> REQUEST: Turn every line of all the items below into a numbered list, skipping blank lines. Leave the pictures out of your answer.

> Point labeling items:
## Begin
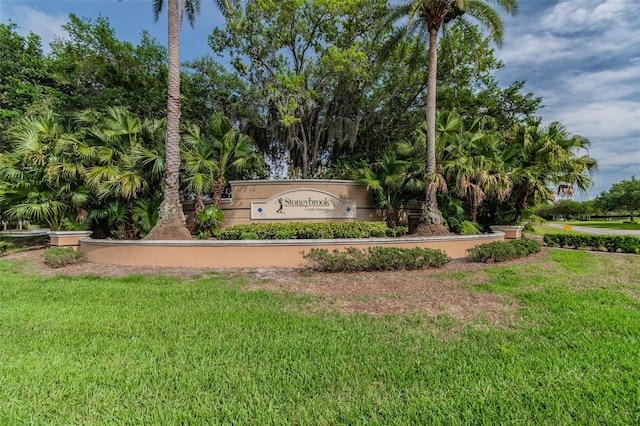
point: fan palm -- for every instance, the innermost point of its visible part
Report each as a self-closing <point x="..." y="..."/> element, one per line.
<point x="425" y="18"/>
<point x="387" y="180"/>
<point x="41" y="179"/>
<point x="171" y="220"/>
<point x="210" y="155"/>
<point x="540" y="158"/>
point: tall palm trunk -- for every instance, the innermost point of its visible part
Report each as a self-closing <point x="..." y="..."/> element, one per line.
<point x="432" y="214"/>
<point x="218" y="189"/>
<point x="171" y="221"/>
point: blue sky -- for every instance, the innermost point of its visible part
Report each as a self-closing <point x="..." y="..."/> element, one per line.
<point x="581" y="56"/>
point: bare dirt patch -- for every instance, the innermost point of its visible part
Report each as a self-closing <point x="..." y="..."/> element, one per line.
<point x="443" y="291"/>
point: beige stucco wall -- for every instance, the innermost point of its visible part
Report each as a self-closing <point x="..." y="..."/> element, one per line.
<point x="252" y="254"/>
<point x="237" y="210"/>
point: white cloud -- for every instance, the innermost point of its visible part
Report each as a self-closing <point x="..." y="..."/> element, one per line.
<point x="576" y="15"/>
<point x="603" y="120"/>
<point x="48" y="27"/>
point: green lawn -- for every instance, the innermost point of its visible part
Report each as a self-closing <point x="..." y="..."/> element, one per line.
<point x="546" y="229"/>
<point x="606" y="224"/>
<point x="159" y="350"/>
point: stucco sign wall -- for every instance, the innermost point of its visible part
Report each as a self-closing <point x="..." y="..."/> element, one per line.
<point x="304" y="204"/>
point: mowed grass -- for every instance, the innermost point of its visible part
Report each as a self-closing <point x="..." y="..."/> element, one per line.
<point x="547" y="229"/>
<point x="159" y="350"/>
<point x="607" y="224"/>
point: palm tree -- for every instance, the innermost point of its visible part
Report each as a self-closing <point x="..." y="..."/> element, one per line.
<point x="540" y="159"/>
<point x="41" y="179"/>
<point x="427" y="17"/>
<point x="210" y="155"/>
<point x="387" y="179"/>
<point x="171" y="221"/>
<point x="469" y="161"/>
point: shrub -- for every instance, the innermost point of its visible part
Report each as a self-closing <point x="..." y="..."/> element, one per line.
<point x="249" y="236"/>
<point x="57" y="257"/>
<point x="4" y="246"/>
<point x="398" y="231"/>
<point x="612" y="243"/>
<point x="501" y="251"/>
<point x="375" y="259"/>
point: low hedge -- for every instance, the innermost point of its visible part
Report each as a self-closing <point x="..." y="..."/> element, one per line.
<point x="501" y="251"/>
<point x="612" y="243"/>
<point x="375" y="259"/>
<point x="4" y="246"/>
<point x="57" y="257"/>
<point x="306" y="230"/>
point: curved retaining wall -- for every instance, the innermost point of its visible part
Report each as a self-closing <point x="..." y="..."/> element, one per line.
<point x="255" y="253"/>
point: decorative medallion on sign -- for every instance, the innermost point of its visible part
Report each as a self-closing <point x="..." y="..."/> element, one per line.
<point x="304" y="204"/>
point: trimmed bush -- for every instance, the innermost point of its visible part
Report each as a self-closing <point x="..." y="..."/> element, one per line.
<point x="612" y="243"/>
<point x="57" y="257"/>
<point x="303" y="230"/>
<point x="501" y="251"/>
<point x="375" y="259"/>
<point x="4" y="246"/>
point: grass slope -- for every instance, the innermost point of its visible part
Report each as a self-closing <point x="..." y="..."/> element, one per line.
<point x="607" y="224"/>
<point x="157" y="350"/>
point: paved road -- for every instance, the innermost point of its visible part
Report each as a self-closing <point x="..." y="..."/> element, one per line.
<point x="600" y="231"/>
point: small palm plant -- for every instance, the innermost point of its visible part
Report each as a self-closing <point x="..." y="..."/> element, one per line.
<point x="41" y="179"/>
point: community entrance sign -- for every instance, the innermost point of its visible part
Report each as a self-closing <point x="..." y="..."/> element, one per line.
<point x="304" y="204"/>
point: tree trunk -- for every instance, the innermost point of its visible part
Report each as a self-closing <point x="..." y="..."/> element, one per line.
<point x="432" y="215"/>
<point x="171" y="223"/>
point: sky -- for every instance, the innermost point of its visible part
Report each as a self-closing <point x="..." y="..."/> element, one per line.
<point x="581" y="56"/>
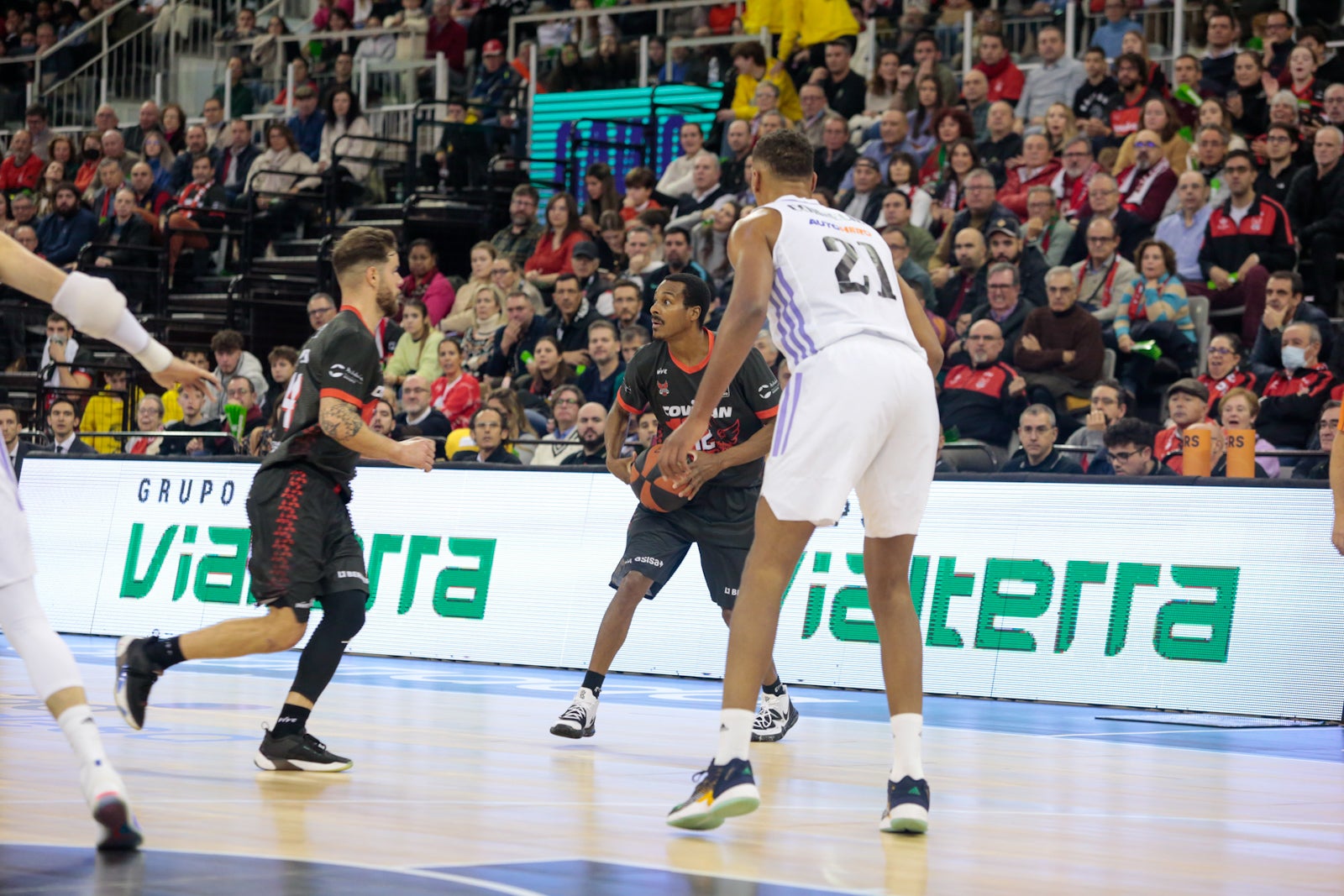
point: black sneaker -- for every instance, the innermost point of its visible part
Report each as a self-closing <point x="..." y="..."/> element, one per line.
## End
> RESULT BELOW:
1. point: fan palm -- for every instance, the innermost point of its visible part
2. Report each as a self-closing <point x="..." y="..."/> element, one per line.
3. <point x="425" y="18"/>
4. <point x="387" y="180"/>
5. <point x="41" y="179"/>
6. <point x="171" y="220"/>
7. <point x="210" y="155"/>
8. <point x="540" y="158"/>
9. point: tall palm trunk -- for every instance, the innermost point of its visible part
10. Report each as a self-closing <point x="..." y="..."/> element, one per line.
11. <point x="432" y="214"/>
12. <point x="218" y="189"/>
13. <point x="171" y="221"/>
14. point: blue sky -- for every instance, the innermost point of its visible part
15. Report each as a self-closing <point x="..." y="..."/> element, one per line.
16. <point x="581" y="56"/>
17. point: bare dirt patch -- for every instance, the innermost point of its visible part
18. Report each as a self-closing <point x="..." y="..."/> element, one per line.
19. <point x="443" y="291"/>
20. point: beige stucco wall -- for every instance, the innermost point of its visible part
21. Report each as a self-closing <point x="..." y="..."/> element, one per line.
22. <point x="252" y="254"/>
23. <point x="237" y="210"/>
24. point: white cloud -- for every instance, the innermost point of its visible part
25. Report each as a self-closing <point x="..." y="..."/> element, one per line.
26. <point x="576" y="15"/>
27. <point x="603" y="120"/>
28. <point x="48" y="27"/>
29. point: green lawn -- for every instance, the innermost point of its visible part
30. Report each as a self-closing <point x="..." y="..."/> element, one per line.
31. <point x="546" y="229"/>
32. <point x="606" y="224"/>
33. <point x="159" y="350"/>
34. point: stucco sign wall -- for every instance, the innermost point of its visible part
35. Report each as a self-closing <point x="..." y="..."/> element, one per line.
36. <point x="304" y="204"/>
37. point: mowed grass -- for every instance, the innermost point of its visible part
38. Report each as a self-closing <point x="..." y="..."/> element, one per line.
39. <point x="547" y="229"/>
40. <point x="159" y="350"/>
41. <point x="607" y="224"/>
42. point: palm tree -- for every instance, the innermost point of its visible part
43. Report each as a self-closing <point x="..." y="..."/> element, one per line.
44. <point x="540" y="159"/>
45. <point x="41" y="179"/>
46. <point x="427" y="17"/>
47. <point x="210" y="155"/>
48. <point x="387" y="179"/>
49. <point x="171" y="221"/>
50. <point x="469" y="161"/>
51. point: shrub -- for every instance, the innermost point of its visible part
52. Report each as a self-closing <point x="..." y="..."/> element, one per line.
53. <point x="249" y="236"/>
54. <point x="57" y="257"/>
55. <point x="4" y="246"/>
56. <point x="398" y="231"/>
57. <point x="612" y="243"/>
58. <point x="501" y="251"/>
59. <point x="375" y="259"/>
60. point: low hedge -- for every instance, the innermost point of its visible part
61. Report each as a self-closing <point x="..." y="..."/> element, one per line.
62. <point x="501" y="251"/>
63. <point x="612" y="243"/>
64. <point x="375" y="259"/>
65. <point x="4" y="246"/>
66. <point x="57" y="257"/>
67. <point x="306" y="230"/>
68. point: curved retaining wall -- for every instance, the innermost point of its visible part
69. Report each as a self-closing <point x="..." y="..."/> element, one per line.
70. <point x="255" y="253"/>
71. point: decorative medallion on sign -- for every instance, the innermost point of its visible part
72. Report each as a self-closing <point x="..." y="..."/> element, one per line.
73. <point x="304" y="204"/>
74. point: trimmed bush -- for every instance, the innermost point of its visible part
75. Report each as a self-closing <point x="..." y="..."/> element, one per line.
76. <point x="612" y="243"/>
77. <point x="57" y="257"/>
78. <point x="303" y="230"/>
79. <point x="501" y="251"/>
80. <point x="375" y="259"/>
81. <point x="4" y="246"/>
82. point: grass slope -- for every instance, the innermost point of its visible part
83. Report each as a self-closing <point x="..." y="..."/> element, one per line.
84. <point x="607" y="224"/>
85. <point x="157" y="350"/>
86. point: paved road -- for every instance, the innermost point of its visible part
87. Report each as a self-closing <point x="..." y="..."/> element, one per line.
88. <point x="600" y="231"/>
89. point: small palm plant -- for every instance, the innermost point of its visible part
90. Report each as a self-closing <point x="..." y="..."/> element, one per line.
91. <point x="41" y="179"/>
92. point: community entrance sign -- for every instance, the innermost point of its visible part
93. Report each as a self-closing <point x="..." y="..."/> element, one per line.
94. <point x="304" y="204"/>
95. point: tree trunk -- for every instance, the innermost point of its visible part
96. Report each as a self-closing <point x="..." y="..."/> element, one per line.
97. <point x="432" y="215"/>
98. <point x="171" y="223"/>
99. point: sky -- for every instance, the innermost point of its visible part
100. Report each as a self-closing <point x="..." y="..."/> element, one per line.
101. <point x="581" y="56"/>
102. point: black sneaker -- for every instance, the innermost point of its visible part
103. Report each as a self-closing <point x="..." y="..."/> element, one per line.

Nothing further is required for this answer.